*** RECORDED INFORMATION Section Begins ***

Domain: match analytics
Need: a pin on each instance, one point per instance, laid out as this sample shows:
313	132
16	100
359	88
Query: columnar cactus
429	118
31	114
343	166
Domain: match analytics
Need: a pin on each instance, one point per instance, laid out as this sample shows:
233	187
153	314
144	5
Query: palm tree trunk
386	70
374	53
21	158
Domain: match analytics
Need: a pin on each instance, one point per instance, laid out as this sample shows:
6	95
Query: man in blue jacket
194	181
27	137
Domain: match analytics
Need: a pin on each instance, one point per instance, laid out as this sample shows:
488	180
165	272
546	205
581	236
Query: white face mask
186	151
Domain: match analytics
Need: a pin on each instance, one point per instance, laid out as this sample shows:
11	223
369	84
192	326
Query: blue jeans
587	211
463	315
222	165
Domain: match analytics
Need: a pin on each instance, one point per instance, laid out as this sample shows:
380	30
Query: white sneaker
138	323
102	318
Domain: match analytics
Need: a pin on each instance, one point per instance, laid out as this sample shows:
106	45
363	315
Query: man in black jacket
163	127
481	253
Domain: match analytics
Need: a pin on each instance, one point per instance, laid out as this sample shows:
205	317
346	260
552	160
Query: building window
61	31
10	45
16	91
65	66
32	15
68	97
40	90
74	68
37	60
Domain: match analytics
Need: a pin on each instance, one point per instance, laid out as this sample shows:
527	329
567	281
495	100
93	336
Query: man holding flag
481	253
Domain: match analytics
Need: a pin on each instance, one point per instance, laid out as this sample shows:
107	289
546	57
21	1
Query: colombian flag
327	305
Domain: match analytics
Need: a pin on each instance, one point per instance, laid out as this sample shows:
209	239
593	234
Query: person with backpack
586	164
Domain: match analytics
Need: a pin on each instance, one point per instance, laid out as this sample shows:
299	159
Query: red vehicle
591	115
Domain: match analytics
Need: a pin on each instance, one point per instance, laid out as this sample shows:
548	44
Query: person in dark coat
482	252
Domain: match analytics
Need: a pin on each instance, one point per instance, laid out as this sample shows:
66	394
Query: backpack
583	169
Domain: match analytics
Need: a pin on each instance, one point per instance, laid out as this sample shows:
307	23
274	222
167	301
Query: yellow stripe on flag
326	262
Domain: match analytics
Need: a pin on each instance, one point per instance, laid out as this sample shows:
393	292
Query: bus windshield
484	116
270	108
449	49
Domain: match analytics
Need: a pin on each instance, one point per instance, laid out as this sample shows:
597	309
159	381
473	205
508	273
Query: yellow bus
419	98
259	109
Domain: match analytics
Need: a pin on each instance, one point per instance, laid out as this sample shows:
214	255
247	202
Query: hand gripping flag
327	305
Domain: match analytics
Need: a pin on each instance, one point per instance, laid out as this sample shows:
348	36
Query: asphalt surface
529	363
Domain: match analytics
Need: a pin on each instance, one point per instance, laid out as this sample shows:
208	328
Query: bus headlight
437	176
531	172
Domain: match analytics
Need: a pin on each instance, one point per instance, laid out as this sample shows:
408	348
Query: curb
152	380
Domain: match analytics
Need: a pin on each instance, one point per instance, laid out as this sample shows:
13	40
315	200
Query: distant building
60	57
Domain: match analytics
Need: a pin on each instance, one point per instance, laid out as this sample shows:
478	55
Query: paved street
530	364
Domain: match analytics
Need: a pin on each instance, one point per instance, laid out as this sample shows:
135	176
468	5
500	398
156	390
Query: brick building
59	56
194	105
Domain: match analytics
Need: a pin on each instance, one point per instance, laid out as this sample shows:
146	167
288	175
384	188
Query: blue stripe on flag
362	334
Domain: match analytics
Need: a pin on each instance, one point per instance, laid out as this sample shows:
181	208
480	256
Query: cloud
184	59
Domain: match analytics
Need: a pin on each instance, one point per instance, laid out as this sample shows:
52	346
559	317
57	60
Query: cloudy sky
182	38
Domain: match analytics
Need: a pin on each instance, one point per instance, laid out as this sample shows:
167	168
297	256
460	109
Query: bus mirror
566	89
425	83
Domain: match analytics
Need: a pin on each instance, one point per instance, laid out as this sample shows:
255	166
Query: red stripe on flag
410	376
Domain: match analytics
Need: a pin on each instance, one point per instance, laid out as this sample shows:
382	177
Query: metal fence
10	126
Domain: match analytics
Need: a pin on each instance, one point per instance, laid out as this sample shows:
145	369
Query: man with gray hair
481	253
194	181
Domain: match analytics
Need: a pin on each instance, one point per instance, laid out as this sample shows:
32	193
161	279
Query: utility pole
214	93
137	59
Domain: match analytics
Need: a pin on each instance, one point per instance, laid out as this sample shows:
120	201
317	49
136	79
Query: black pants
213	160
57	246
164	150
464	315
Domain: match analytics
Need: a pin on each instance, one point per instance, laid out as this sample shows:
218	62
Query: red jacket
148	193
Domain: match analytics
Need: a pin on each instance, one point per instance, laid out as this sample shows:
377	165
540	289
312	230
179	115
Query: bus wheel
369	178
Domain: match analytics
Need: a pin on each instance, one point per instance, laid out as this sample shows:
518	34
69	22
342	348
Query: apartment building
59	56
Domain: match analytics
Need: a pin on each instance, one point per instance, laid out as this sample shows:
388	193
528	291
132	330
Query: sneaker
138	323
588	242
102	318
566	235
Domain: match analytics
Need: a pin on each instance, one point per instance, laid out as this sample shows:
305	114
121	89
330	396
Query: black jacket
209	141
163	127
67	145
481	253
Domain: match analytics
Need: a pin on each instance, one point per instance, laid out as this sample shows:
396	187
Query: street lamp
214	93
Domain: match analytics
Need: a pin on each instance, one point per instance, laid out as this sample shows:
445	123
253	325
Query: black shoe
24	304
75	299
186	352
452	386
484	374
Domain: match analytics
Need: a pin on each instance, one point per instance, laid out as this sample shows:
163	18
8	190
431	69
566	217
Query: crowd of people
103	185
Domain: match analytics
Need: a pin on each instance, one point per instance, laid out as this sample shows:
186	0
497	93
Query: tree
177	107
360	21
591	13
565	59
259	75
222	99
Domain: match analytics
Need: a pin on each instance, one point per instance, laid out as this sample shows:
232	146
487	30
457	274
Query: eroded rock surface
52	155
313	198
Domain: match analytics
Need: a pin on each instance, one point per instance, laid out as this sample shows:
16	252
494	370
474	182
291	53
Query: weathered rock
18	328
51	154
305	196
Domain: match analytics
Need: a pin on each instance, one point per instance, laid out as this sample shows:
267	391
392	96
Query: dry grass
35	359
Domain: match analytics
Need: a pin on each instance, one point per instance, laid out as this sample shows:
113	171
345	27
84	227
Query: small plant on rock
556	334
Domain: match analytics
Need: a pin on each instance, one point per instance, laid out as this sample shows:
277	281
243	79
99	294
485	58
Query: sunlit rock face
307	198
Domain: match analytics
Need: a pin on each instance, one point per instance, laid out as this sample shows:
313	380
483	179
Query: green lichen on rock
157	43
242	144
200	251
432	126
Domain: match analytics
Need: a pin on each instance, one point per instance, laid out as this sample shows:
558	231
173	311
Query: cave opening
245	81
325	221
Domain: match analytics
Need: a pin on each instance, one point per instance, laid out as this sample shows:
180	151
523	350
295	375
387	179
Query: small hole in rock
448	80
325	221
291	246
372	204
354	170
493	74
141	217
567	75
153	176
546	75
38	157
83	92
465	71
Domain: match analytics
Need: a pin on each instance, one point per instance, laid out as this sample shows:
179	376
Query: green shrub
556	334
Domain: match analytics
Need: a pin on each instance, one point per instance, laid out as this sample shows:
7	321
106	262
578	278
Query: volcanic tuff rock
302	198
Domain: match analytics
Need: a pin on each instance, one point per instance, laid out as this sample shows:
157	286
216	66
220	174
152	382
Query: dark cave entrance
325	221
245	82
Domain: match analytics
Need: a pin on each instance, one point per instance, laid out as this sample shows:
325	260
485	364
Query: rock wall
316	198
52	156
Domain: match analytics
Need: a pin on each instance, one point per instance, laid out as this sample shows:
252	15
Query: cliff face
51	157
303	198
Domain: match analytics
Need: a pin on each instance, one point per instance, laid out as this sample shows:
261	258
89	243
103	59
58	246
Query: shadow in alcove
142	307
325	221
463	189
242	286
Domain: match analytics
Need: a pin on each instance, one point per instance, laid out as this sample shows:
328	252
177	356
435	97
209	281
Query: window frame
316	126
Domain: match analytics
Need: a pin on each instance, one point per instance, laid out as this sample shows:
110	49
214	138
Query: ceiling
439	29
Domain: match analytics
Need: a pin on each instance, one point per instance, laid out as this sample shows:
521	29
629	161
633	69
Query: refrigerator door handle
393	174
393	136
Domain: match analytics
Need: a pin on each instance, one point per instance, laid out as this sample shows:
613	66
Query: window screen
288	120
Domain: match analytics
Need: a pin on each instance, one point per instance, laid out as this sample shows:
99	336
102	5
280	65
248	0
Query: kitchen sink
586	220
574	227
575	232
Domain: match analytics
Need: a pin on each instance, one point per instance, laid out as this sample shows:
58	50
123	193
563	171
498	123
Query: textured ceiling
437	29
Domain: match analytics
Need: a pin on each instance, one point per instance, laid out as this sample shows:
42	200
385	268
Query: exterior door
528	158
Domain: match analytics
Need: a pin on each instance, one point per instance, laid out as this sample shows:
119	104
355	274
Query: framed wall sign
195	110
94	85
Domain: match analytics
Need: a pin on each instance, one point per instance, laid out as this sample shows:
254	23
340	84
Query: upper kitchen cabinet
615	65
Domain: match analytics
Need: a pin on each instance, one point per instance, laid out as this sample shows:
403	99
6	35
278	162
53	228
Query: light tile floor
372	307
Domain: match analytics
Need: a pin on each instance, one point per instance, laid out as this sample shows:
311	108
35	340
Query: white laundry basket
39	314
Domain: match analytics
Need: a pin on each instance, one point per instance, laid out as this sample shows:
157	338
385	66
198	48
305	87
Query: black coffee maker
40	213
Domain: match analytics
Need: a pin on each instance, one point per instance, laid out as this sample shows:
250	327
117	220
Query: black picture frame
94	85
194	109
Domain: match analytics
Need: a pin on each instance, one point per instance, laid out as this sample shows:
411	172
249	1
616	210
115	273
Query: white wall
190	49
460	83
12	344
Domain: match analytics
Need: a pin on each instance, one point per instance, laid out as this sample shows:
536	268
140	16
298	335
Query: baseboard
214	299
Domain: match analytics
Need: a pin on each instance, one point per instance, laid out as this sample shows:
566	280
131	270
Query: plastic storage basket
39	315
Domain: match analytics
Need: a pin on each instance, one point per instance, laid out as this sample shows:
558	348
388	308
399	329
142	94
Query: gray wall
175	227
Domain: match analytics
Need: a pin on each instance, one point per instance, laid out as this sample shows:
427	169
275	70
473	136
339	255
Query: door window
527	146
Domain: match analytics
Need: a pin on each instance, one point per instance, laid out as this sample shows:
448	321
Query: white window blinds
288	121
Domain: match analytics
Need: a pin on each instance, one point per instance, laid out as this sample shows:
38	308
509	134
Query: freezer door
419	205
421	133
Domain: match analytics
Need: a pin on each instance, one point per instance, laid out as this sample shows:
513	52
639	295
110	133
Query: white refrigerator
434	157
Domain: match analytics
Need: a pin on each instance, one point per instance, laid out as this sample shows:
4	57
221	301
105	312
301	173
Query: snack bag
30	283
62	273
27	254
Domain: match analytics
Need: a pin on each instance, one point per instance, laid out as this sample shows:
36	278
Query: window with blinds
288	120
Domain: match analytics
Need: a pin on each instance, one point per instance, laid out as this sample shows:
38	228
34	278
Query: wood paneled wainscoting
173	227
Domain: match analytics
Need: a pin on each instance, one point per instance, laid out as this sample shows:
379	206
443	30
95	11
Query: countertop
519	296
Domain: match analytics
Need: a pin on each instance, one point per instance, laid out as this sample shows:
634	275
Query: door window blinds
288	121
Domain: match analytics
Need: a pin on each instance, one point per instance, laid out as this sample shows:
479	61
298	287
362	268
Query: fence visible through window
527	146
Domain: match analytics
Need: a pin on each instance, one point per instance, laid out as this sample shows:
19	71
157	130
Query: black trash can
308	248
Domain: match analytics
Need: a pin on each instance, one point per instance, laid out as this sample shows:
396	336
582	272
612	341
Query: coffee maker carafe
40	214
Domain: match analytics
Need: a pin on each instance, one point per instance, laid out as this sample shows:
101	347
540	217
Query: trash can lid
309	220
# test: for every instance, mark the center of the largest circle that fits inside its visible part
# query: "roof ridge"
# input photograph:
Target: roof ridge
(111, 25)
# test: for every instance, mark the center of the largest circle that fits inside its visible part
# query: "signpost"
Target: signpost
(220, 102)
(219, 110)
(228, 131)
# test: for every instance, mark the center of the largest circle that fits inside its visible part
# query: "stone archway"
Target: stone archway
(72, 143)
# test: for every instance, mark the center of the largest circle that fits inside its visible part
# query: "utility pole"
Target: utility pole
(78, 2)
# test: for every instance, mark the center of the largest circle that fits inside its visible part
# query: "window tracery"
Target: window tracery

*** RECORDED INFORMATION Section Ends ***

* **YOUR ASSIGNMENT**
Where does the word "tracery" appear in the listing? List each line that holds it.

* **PROBLEM SOLUTION**
# query: "window tracery"
Target: window tracery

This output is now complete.